Comments and Replies Submitted by AAPOA Members and Ausable Acres Residents
You can submit your replies to comments@ausableacres.com.
Submitted 8/29/07by P. Finn
BACKGROUND As
stated at the previous meeting The idea for a lease came from John McAlevey.
The Board was convinced that usage of the amenities initially offered to
owners could be a problem if the property passed to someone after Forever Wild. To
prevent any problems the following was proposed: Find
someone whose deed specifically stated they had the right to use the amenities,
then have them quit claim these rights to the Association.
Lacking this, have several original owners quit claim their rights to the
Association. This assumes that the
original owners had this right granted through original marketing materials,
verbally, or through the HUD filing. The
quit claim deeds involved original owners only.
As
a backup to the quit claim deeds a 99 year lease was proposed.
Several
revisions were made to the original lease while negotiations were going on
between Mr. McAlevey , representing the Association, and Mr. Keeney,
representing Forever Wild Development Corp.
As most of you know Mr Keeney and Mr. Hepperly eventually left Forever
Wild leaving only the actual owner, Mr. Johanson. By
this time Mr. McAlevey had resigned as council to the Association.

━━━━━━━━

**WHAT THIS EXERCISE ASKS**
1 – For each statement, say whether it agrees with the Ausable Acres comment, answering yes or no and quoting the deciding words: (a) The idea for a lease came from Mr. Keeney. (b) The quit claim deeds involved original owners only. (c) A 50 year lease was proposed as a backup.
2 – According to the Ausable Acres comment, why did the Board propose having owners quit claim their amenity rights to the Association? Answer in one to three sentences.
3 – Answer these questions from the Ausable Acres comment:
(a) Who represented Forever Wild Development Corp. in the lease negotiations?
(b) Who remained at Forever Wild after Mr. Keeney and Mr. Hepperly left?
(c) To what address can replies be submitted?
The items that follow have no connection to the Ausable Acres comment.

━━━━━━━━

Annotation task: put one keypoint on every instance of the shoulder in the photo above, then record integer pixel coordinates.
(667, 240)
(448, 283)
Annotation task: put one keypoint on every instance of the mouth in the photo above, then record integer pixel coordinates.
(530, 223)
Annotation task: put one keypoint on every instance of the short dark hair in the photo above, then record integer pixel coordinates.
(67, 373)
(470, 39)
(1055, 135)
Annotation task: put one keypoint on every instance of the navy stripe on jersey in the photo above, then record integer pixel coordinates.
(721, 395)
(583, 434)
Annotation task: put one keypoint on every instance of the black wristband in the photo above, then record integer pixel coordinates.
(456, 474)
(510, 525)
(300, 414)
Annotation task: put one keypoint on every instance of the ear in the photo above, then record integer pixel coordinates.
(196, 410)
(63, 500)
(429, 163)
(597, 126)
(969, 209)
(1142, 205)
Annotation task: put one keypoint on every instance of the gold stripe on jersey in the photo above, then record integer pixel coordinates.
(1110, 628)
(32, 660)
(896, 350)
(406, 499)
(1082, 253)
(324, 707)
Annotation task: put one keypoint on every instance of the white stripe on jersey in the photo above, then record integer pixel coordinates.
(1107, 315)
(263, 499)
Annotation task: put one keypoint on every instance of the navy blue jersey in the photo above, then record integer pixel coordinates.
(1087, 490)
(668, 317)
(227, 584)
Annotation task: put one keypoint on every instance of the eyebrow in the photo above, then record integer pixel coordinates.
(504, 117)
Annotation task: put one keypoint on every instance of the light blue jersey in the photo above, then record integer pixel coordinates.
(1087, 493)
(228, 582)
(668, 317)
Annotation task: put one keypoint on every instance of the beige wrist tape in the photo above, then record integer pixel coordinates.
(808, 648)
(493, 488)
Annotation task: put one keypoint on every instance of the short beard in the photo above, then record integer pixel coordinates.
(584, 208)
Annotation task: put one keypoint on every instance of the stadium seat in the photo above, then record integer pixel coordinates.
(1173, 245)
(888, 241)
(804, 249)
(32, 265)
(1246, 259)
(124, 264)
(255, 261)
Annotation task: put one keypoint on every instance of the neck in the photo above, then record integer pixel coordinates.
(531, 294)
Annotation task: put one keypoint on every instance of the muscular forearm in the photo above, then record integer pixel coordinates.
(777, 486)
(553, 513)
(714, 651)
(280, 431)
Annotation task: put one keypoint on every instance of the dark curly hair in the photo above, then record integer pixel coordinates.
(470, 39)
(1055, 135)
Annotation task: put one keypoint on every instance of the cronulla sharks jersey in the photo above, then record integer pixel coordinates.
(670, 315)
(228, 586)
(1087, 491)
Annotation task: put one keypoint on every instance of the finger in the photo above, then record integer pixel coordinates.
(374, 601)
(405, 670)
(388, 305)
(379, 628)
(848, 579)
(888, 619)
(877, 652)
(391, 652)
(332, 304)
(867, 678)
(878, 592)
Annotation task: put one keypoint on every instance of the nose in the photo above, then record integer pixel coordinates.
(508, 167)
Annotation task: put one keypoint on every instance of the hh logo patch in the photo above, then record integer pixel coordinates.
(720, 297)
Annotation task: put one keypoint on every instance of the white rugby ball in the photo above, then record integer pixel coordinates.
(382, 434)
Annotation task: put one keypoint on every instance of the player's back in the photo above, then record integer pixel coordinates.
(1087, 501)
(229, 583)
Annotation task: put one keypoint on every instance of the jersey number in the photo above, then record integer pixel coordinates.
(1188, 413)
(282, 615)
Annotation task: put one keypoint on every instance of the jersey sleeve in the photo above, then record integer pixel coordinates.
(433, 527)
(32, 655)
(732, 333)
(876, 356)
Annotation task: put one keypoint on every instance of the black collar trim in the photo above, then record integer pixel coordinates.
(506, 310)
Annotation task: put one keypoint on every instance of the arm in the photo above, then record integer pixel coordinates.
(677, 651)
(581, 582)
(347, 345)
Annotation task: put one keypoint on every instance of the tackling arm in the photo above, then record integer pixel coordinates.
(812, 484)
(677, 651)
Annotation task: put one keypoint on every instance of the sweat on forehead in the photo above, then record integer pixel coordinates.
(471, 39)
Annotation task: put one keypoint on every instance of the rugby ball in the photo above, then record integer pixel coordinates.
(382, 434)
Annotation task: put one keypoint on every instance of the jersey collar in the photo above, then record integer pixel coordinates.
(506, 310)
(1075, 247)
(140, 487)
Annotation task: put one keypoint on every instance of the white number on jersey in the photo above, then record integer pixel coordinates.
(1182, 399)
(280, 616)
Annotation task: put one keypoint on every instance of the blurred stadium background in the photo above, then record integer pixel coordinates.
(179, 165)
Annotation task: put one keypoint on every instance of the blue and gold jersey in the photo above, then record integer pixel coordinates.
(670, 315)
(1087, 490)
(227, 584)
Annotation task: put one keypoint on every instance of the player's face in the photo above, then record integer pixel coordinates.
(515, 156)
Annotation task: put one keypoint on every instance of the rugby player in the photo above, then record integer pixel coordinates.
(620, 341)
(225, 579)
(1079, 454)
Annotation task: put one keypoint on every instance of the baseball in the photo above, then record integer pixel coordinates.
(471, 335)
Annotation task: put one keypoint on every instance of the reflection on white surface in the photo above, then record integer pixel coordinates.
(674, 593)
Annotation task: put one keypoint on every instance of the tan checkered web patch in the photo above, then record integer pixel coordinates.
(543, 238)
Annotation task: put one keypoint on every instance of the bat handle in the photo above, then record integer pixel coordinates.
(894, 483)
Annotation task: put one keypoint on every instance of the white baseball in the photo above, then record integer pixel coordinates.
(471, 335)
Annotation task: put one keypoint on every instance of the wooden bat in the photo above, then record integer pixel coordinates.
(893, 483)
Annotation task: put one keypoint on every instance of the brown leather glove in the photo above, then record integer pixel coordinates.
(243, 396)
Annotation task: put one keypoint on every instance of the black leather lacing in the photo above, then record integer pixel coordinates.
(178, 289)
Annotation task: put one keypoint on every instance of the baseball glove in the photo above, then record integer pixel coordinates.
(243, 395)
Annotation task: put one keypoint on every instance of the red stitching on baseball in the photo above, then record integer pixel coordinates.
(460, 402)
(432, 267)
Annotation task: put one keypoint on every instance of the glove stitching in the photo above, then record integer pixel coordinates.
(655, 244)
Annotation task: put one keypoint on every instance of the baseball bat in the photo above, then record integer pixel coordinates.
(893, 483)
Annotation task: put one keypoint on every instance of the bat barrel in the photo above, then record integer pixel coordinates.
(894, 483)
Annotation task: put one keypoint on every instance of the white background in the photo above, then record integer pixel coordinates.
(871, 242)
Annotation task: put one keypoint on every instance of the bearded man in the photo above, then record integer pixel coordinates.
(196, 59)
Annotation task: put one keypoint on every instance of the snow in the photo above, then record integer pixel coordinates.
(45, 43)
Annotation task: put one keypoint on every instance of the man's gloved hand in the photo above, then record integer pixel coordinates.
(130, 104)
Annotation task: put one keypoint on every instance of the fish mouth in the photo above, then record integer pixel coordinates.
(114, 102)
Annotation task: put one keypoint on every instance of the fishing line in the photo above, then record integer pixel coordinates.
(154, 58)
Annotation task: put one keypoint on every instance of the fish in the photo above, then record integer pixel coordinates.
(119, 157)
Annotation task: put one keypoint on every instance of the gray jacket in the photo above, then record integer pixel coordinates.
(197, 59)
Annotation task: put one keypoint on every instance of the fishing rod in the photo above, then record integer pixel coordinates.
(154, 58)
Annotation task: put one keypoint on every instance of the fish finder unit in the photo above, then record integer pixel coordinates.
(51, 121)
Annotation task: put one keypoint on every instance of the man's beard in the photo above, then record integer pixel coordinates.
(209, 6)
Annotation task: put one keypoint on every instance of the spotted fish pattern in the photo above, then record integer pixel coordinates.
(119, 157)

━━━━━━━━

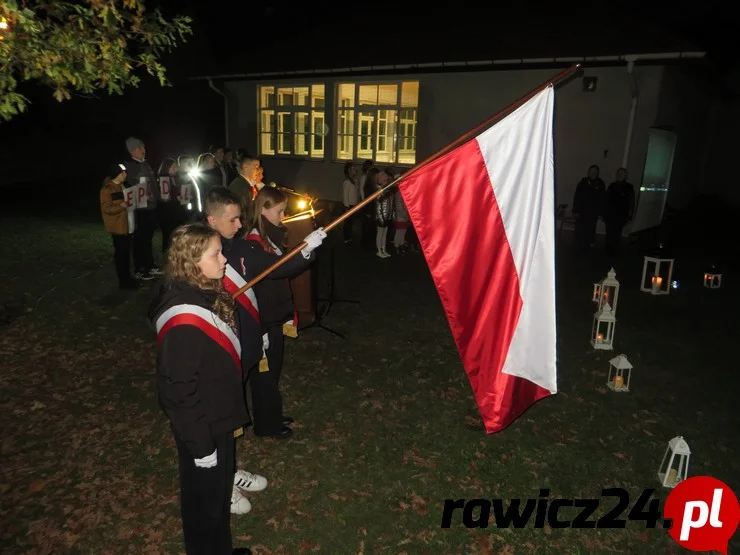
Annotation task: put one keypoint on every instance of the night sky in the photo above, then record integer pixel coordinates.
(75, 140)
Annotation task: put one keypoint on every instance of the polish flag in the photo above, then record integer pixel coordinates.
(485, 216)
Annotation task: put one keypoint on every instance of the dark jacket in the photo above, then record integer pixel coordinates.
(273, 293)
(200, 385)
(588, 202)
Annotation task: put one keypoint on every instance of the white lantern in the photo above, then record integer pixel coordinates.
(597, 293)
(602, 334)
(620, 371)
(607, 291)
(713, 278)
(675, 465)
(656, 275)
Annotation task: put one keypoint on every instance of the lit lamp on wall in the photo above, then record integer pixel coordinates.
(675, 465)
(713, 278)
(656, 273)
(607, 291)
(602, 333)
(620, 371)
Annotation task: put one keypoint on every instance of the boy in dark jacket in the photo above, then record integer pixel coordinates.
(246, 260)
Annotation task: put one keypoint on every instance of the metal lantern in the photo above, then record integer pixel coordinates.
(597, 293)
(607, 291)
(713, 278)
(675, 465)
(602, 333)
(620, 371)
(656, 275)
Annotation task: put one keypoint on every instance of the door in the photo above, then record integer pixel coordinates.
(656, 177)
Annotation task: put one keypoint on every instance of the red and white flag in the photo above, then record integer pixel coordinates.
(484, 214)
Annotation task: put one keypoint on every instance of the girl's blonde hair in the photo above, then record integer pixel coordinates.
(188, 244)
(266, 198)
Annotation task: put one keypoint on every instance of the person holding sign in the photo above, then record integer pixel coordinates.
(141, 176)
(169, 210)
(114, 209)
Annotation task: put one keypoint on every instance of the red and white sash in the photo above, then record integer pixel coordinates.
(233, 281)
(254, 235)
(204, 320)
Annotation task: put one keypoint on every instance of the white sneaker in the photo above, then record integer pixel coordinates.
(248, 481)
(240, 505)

━━━━━━━━

**SOLUTIONS TO THE TASKS**
1 –
(a) No: "The idea for a lease came from John McAlevey."
(b) Yes: "The quit claim deeds involved original owners only."
(c) No: "As a backup to the quit claim deeds a 99 year lease was proposed."

2 – The Board was convinced that the owners' use of the amenities initially offered to them could become a problem if the property passed to someone after Forever Wild. The quit claim deeds were proposed to prevent such problems.

3 –
(a) Mr. Keeney.
(b) Mr. Johanson, the actual owner.
(c) comments@ausableacres.com